## [Given instruction]
In the Terraform outputs file below, what description is given for the "http_endpoint" output?

## [Source extract]
2.6 Outputs (outputs.tf)

# bazel-cache Module - Outputs

output "service_name" {
  description = "Kubernetes Service name"
  value       = kubernetes_service.main.metadata[0].name
}

output "grpc_endpoint" {
  description = "gRPC endpoint for Bazel remote cache"
  value       = "grpc://${kubernetes_service.main.metadata[0].name}.${var.namespace}.svc.cluster.local:${local.grpc_port}"
}

output "http_endpoint" {
  description = "HTTP endpoint for status and metrics"
  value       = "http://${kubernetes_service.main.metadata[0].name}.${var.namespace}.svc.cluster.local:${local.http_port}"
}

output "bazelrc_config" {
  description = "Configuration lines for .bazelrc"
  value       = <<-EOT
    # Bazel remote cache configuration
    build --remote_cache=grpc://${kubernetes_service.main.metadata[0].name}.${var.namespace}.svc.cluster.local:${local.grpc_port}
    build --remote_upload_local_results=true
    build --remote_download_minimal
  EOT
}

output "external_grpc_endpoint" {
  description = "External gRPC endpoint (if ingress enabled)"

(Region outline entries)
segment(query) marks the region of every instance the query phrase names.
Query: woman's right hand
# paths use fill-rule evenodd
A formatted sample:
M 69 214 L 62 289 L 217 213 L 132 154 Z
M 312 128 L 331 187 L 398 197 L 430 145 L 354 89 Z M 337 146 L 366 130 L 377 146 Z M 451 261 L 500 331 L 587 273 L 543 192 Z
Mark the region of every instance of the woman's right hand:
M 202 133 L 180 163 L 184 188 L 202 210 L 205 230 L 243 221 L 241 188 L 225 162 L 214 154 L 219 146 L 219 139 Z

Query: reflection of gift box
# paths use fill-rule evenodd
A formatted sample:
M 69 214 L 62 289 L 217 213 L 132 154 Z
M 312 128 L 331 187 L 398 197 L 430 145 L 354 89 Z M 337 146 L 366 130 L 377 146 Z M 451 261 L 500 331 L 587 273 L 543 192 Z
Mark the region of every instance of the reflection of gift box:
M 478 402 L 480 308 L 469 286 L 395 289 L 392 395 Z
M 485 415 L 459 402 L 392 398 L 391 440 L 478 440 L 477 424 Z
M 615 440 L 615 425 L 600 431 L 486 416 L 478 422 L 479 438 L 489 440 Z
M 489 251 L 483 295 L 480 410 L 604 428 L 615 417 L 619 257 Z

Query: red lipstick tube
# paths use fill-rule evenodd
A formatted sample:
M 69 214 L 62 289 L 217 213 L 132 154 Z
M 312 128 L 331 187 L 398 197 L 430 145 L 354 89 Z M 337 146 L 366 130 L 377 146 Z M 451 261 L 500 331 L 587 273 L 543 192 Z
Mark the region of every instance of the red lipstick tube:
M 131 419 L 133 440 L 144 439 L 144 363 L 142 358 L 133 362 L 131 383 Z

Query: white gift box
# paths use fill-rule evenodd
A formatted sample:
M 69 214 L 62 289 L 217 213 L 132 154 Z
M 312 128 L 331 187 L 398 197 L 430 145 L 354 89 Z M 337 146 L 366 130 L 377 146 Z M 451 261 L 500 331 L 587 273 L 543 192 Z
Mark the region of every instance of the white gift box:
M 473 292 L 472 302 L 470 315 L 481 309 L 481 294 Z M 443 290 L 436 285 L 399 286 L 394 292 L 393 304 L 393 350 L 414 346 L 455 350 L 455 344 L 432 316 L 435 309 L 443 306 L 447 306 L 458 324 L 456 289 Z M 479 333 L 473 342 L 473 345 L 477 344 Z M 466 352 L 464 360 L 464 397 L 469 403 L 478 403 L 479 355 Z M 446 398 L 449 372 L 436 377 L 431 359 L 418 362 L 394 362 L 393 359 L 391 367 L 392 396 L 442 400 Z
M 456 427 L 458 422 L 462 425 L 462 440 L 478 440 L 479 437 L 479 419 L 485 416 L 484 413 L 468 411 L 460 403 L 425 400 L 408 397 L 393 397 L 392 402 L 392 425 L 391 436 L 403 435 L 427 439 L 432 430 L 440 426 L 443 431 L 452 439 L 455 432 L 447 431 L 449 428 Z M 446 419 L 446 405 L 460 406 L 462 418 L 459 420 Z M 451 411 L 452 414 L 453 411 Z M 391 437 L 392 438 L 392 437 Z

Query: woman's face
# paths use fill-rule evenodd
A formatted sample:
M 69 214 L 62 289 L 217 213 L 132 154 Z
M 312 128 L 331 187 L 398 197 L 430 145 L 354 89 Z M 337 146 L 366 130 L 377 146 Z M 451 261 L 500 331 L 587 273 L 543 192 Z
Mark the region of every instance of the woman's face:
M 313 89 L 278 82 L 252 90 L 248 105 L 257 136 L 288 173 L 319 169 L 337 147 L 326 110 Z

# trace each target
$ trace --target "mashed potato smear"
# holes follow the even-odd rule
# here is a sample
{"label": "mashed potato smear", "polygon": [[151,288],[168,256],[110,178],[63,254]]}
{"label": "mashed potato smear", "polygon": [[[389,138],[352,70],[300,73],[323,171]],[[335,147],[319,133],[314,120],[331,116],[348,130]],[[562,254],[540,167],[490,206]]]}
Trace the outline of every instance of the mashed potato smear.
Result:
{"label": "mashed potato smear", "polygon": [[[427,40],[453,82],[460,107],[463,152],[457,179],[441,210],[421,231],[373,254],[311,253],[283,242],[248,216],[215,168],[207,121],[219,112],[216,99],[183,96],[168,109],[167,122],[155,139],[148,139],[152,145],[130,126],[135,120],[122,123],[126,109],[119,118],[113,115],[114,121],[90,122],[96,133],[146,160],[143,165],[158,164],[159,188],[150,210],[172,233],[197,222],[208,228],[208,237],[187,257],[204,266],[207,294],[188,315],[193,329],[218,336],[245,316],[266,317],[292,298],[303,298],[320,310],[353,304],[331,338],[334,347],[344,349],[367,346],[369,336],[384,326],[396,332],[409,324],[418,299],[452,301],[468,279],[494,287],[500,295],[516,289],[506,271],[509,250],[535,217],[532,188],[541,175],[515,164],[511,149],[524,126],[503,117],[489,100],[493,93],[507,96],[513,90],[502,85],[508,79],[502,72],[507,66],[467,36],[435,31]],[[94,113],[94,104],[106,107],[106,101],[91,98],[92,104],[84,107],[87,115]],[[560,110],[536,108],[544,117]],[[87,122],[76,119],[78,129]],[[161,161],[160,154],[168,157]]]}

## [Written response]
HTTP endpoint for status and metrics